> _AIM OF THE TASK_
Please count how many lines in the records below contain the string "elephant", treating uppercase and lowercase as different. Give only the number.

Labeling and segmentation records:

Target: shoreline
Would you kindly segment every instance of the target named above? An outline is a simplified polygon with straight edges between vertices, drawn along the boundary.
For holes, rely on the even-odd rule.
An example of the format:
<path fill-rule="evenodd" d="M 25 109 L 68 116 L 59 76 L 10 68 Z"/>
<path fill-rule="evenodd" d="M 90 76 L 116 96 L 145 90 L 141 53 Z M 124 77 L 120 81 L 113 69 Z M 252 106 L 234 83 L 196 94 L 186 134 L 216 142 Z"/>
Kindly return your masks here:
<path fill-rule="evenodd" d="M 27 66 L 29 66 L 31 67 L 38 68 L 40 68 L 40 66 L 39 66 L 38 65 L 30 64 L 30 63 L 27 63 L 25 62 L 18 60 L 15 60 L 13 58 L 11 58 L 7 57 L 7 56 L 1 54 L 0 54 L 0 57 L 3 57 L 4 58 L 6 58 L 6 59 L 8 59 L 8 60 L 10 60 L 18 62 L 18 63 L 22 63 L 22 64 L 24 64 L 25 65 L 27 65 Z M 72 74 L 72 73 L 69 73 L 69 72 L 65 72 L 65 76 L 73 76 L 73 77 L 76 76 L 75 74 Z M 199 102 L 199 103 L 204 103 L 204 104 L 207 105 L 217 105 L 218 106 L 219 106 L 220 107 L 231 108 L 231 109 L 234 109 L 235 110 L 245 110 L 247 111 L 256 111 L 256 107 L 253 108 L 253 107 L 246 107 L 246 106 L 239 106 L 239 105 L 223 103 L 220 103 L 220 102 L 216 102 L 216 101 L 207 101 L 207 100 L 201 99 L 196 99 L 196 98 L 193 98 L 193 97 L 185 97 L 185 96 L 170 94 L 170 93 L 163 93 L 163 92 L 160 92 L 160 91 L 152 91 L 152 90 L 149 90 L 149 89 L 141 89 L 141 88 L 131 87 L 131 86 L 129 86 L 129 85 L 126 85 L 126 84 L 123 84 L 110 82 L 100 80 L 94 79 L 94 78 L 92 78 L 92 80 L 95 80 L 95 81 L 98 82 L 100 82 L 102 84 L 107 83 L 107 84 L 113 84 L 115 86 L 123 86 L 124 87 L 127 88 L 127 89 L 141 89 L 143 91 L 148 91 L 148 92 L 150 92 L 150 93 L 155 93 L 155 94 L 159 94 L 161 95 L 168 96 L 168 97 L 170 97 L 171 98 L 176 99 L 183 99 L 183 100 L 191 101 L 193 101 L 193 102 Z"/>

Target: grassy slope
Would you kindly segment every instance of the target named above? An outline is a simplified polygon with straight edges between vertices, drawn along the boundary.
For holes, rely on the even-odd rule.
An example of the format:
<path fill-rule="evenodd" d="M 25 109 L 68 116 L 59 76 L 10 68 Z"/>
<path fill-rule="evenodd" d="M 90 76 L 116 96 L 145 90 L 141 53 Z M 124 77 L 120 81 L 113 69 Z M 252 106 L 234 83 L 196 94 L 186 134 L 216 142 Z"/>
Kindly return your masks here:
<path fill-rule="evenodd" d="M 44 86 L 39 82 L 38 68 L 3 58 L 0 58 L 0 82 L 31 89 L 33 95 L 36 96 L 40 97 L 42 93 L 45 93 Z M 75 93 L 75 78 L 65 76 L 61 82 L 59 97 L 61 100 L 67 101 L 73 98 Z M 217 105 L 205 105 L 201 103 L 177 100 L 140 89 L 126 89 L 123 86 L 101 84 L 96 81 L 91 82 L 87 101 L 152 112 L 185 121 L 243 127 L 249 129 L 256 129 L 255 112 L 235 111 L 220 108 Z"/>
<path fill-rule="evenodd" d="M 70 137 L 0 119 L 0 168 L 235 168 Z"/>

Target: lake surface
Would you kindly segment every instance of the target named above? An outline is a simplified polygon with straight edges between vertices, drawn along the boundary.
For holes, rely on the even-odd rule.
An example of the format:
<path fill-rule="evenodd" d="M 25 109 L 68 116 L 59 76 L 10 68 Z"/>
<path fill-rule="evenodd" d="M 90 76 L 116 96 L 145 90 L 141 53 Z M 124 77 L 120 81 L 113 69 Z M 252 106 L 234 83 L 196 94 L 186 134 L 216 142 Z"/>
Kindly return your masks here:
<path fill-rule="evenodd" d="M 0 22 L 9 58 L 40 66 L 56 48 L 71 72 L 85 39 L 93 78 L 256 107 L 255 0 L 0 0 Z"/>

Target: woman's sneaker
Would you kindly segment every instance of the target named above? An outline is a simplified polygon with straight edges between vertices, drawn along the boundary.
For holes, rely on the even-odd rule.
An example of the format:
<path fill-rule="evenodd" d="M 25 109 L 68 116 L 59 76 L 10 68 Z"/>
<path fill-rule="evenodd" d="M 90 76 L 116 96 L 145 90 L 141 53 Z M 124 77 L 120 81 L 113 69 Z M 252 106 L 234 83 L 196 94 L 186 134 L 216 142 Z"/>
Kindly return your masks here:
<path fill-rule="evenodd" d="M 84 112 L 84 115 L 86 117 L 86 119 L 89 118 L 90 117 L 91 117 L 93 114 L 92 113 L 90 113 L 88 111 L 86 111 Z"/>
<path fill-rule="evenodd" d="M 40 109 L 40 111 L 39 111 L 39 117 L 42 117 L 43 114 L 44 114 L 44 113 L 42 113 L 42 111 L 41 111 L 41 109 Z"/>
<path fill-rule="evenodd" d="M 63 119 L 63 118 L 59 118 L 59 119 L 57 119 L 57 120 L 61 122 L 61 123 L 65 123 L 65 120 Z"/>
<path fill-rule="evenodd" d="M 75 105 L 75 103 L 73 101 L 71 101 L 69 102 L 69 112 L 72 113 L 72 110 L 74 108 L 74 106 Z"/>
==
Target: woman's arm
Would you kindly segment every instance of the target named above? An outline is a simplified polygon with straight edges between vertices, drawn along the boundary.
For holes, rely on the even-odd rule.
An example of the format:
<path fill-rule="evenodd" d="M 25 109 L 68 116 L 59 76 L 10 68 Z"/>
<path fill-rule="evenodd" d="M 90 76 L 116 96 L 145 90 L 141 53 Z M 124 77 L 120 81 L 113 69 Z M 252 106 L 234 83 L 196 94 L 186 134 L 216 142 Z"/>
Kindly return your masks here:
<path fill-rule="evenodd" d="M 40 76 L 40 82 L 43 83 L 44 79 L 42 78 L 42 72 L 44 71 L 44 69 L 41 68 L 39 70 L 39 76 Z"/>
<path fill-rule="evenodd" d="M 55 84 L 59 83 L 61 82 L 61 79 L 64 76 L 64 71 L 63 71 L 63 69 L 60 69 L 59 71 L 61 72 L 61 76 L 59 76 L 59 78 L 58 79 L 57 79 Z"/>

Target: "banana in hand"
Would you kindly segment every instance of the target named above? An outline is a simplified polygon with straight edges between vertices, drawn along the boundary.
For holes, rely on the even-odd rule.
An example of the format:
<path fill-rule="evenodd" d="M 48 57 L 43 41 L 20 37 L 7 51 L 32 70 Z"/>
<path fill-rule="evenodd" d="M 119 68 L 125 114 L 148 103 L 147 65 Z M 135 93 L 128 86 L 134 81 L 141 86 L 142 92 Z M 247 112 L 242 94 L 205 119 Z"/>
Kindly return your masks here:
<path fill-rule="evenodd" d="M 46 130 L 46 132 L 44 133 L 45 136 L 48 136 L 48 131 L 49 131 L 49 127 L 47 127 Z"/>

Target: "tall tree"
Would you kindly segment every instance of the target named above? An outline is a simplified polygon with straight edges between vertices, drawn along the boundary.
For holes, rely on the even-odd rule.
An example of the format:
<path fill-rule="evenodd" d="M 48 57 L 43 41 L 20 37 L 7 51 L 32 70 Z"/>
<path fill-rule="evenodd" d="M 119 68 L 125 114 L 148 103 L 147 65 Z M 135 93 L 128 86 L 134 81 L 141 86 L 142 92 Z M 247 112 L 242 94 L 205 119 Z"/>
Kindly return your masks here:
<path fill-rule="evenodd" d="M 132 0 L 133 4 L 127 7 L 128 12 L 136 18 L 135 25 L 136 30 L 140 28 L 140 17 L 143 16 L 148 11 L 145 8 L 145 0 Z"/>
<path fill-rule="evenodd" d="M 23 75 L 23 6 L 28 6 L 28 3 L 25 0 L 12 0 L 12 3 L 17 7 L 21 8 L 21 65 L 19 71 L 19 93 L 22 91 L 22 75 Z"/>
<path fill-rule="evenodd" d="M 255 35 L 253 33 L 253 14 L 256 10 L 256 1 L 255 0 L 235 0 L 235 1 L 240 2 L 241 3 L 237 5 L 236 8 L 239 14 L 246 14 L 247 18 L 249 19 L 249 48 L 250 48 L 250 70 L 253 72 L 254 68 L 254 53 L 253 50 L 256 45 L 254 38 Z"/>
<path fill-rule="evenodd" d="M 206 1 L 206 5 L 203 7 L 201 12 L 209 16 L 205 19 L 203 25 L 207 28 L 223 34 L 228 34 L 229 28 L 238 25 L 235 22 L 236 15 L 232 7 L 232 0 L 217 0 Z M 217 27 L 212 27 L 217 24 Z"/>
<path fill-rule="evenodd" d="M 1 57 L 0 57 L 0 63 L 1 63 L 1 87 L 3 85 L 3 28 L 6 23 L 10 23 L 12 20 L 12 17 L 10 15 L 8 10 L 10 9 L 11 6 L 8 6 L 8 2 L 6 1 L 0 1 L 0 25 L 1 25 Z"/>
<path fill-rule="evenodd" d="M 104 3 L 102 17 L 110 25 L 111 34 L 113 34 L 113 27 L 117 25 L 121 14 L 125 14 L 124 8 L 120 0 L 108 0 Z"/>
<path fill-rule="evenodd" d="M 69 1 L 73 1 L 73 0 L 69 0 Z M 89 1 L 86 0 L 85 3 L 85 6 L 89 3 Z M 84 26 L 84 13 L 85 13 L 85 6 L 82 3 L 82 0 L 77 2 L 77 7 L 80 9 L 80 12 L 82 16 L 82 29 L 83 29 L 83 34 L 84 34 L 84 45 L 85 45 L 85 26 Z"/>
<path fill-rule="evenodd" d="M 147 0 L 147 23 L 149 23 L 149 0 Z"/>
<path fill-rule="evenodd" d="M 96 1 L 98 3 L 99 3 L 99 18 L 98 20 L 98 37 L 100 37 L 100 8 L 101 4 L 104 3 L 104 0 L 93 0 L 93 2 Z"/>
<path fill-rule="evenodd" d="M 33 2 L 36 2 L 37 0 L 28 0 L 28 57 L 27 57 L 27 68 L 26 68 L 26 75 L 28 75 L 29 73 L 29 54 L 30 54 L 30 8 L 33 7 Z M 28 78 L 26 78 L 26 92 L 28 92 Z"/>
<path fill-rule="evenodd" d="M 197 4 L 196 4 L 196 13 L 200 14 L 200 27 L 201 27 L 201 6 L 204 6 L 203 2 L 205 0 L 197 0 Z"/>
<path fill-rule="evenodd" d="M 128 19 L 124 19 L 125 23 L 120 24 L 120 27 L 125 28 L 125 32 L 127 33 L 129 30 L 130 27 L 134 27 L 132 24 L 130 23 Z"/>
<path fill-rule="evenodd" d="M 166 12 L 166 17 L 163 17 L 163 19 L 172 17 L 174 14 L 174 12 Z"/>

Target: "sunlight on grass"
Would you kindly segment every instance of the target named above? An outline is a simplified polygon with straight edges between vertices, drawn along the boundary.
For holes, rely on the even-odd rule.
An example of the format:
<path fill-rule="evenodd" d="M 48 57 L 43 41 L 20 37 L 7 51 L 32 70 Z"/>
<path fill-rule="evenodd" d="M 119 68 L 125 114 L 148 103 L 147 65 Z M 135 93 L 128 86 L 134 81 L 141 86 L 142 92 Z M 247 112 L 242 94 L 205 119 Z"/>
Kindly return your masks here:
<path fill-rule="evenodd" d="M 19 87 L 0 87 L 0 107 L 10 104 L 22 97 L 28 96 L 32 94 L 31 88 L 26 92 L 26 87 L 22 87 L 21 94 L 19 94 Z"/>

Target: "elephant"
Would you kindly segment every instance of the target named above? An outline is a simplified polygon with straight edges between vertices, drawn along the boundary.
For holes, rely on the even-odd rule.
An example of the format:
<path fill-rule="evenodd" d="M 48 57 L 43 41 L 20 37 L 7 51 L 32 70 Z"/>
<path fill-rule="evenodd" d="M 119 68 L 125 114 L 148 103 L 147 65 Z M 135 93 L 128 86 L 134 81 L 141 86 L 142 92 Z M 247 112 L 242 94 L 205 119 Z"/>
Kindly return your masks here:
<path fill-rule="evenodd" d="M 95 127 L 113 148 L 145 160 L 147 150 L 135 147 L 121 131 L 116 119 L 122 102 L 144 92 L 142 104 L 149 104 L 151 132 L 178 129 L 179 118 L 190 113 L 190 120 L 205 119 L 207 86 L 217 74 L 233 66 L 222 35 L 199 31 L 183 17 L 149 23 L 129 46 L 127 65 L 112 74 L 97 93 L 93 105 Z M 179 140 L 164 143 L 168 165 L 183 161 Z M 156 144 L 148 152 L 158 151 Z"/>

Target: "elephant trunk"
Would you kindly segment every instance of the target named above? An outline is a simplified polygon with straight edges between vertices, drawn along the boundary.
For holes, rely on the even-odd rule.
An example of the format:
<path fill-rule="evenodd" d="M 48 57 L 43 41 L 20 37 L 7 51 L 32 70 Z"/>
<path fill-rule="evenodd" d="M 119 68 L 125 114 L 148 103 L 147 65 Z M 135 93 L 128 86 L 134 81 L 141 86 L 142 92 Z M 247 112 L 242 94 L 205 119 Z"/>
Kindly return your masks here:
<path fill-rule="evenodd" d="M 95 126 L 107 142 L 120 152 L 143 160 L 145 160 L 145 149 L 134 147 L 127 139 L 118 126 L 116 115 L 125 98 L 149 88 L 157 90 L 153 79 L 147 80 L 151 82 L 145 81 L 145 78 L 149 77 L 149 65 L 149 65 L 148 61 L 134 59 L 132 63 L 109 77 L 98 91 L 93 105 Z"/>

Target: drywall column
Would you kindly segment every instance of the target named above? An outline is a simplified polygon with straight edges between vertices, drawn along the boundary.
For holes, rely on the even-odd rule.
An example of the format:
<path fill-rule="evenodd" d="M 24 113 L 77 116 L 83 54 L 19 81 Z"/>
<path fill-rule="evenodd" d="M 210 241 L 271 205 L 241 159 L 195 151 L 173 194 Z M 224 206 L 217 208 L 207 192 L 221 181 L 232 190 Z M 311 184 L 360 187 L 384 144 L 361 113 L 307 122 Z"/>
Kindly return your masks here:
---
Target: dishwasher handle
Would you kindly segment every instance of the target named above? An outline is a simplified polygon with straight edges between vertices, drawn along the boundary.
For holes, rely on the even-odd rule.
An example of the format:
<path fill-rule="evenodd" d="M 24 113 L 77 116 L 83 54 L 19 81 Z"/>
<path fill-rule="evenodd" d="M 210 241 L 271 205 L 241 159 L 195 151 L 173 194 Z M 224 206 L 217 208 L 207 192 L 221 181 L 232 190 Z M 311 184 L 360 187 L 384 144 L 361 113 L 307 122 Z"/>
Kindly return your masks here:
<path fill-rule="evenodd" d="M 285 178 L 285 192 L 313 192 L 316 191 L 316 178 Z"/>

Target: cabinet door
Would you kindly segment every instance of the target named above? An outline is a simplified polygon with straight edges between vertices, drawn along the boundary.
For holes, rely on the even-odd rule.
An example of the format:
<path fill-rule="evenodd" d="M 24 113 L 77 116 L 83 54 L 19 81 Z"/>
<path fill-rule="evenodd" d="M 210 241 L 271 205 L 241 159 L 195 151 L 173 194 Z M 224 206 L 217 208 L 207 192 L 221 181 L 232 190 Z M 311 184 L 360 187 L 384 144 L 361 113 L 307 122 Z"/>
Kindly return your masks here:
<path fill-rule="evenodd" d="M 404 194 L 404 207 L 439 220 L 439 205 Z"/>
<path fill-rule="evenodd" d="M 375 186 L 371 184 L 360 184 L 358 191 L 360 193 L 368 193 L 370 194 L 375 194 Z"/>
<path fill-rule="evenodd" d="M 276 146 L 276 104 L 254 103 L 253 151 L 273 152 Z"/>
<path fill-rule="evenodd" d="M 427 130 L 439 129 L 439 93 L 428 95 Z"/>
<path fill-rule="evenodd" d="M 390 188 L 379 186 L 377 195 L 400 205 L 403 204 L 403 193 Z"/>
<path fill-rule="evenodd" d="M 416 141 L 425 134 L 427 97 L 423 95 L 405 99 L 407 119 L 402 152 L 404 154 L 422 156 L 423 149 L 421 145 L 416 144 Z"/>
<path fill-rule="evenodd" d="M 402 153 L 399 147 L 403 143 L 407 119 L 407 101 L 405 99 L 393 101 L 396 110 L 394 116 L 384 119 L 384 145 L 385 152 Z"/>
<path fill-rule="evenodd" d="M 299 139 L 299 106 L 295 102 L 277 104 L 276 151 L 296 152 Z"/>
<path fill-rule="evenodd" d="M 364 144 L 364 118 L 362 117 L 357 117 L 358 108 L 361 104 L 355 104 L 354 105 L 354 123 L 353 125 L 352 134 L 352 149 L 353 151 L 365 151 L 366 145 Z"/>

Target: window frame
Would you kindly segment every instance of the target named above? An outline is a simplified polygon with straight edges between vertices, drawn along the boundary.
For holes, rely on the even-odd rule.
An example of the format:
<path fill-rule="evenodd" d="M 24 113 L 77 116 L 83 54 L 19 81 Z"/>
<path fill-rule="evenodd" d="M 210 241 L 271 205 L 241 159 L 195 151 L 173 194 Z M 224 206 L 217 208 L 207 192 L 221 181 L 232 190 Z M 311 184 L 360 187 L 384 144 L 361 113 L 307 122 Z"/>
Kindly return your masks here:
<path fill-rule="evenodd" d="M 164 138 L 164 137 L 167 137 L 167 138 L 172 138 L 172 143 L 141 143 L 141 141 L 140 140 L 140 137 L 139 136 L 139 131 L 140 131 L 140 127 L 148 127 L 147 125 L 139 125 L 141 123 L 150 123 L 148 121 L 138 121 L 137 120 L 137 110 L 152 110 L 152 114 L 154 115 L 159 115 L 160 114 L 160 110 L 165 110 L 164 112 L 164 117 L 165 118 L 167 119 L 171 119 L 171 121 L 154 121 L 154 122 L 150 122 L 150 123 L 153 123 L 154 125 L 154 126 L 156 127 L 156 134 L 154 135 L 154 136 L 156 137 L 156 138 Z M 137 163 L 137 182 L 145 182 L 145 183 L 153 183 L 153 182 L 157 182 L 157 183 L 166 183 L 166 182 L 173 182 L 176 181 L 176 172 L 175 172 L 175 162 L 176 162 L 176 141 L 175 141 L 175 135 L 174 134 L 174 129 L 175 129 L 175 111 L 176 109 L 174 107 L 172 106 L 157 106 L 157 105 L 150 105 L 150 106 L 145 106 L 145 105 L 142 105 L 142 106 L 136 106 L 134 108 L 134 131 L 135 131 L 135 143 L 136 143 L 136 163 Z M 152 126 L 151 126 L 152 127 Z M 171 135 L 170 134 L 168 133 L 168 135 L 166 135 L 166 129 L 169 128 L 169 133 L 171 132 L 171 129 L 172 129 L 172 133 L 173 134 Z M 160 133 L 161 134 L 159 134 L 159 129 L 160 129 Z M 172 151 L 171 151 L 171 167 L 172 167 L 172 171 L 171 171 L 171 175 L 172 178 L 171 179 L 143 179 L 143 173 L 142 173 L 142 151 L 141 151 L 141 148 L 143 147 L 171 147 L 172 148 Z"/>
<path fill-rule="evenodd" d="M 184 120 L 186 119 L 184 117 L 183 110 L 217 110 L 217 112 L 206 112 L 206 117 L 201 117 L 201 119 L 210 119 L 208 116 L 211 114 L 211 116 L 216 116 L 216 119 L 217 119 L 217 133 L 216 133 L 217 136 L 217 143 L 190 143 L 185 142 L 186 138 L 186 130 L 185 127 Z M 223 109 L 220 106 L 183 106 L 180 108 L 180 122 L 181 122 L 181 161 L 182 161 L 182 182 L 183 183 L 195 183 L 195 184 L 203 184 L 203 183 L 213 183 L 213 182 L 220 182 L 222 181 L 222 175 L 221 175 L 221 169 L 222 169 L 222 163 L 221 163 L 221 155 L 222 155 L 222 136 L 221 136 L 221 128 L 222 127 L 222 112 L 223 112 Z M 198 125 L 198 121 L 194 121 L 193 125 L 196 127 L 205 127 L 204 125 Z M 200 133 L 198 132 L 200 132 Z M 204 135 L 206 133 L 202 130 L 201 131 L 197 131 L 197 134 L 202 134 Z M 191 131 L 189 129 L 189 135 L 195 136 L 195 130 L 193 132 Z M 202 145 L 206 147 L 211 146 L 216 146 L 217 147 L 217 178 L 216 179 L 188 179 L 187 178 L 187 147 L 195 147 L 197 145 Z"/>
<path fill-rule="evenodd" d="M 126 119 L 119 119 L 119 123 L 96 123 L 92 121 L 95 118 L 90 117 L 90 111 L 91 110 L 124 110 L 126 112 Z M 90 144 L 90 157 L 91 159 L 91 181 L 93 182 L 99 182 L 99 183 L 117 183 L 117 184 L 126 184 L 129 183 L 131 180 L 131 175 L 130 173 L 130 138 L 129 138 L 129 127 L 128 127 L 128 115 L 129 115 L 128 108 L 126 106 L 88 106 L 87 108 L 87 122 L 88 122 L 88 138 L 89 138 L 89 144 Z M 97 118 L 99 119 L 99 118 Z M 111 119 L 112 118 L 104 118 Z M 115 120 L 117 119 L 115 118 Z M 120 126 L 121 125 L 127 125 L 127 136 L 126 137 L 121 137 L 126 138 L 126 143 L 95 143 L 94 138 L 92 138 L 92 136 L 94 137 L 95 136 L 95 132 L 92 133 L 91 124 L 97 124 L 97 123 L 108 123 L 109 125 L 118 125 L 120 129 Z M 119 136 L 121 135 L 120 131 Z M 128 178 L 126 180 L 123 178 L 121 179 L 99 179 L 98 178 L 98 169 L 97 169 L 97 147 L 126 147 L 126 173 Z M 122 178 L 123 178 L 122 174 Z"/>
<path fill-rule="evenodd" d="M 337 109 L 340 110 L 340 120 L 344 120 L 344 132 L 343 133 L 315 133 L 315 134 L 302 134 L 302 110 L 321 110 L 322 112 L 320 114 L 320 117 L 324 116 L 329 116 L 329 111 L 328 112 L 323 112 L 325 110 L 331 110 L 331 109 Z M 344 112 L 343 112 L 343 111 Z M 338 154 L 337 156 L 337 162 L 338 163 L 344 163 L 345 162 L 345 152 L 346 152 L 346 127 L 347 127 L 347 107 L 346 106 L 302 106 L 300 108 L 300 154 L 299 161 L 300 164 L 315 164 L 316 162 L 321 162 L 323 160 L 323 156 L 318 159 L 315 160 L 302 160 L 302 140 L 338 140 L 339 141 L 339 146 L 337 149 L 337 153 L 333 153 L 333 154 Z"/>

> _TASK ANSWER_
2